**What is being asked**
Rename "Target" to "Label" throughout the material below, leaving every other part of the lines unchanged.

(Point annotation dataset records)
— start —

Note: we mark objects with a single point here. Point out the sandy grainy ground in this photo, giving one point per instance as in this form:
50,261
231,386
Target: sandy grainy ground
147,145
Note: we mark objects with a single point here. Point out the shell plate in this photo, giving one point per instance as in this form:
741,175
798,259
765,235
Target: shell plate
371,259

— end —

**Task answer**
Note: we mark objects with a single point here. Point out the sandy grainy ground in this photo, giving one point per instance as in this form:
50,261
231,386
Label: sandy grainy ground
147,145
Note: we mark objects with a single point here. Point out the shell plate in this photo, giving one point per instance as in this form:
741,175
798,259
765,235
Label: shell plate
371,259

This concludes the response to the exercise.